PythonUDF - Trifacta User Defined Functions Using Python

2020-02-18 Vijay Balasubramaniam

Why PythonUDF?

Trifacta offers a rich library of data transformations and functions out of the box. They cover a wide variety of use cases, and can be combined through nesting and macros to perform higher-level functions.

Every once in a while, you might encounter a situation where there is no built-in function available to solve your problem. In such cases, you can leverage Trifacta's user defined function (UDF) framework to write your own function in Java. This UDF can then be used just like you would use any other function.

PythonUDF gives you the ability to write Trifacta UDFs in Python. PythonUDF leverages Jython to combine the power of Java and Python, and provides the following advantages:

Functions are expressed in Python, which is a much simpler language to learn and use than Java
Python is typically 3x to 10x more compact. Fewer lines of code directly translates to improved developer productivity and fewer bugs
No compilation necessary. Python is an interpreted language, so you can deploy Python source easily just by copying a .py file
Python has a 'batteries included' philosophy, and comes with a rich standard library that provides many capabilities out of the box. You can leverage the Python standard library as well as 3rd party pure Python libraries from PyPI when developing your Trifacta UDF
Additionally you also have access to the Java ecosystem, and can easily import Java libraries too

Limitations

PythonUDFs inherits some limitations from Java UDFs

Previews are not available
Functions are 'map only' and apply to each row of data. Aggregate functions are not supported
You cannot retain state between function invocations

Additionally, the following limitations apply:

PythonUDFs typically run slower than Java UDFs
PythonUDFs are limited to a single string input column as of now ¹
No support for numpy and pandas ²
No support for Python 3 ²
Not tested on Spark ³

Examples

To illustrate the simplicity and power of PythonUDF, here are a few examples. By leveraging the Python standard library, many complex operations can be accomplished with 1-2 lines of code. The following code snippet implements 6 functions!

******

> Written problem 1:
Rewrite everything in the listing from the line containing "the black shoe" down to the end of the listing, changing "black shoe" to "brown sandal" and leaving all else unchanged.
The PythonUDF article and the listing that comes next have no connection to each other.

(Excerpts from a pointing dataset)
******

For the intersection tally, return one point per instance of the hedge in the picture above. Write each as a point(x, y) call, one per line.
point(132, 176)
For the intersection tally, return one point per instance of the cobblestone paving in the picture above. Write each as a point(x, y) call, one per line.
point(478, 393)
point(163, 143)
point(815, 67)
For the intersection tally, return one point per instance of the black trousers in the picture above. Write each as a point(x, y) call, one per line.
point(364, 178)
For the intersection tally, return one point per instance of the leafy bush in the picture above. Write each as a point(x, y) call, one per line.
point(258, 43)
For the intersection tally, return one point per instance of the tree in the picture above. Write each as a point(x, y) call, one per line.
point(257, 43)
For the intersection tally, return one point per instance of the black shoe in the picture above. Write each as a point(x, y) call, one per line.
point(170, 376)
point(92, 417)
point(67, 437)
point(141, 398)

******

> Written problem 2:
According to the PythonUDF article, what does PythonUDF leverage to combine the power of Java and Python?

> Complete output 1:
For the intersection tally, return one point per instance of the brown sandal in the picture above. Write each as a point(x, y) call, one per line.
point(170, 376)
point(92, 417)
point(67, 437)
point(141, 398)

> Complete output 2:
Jython.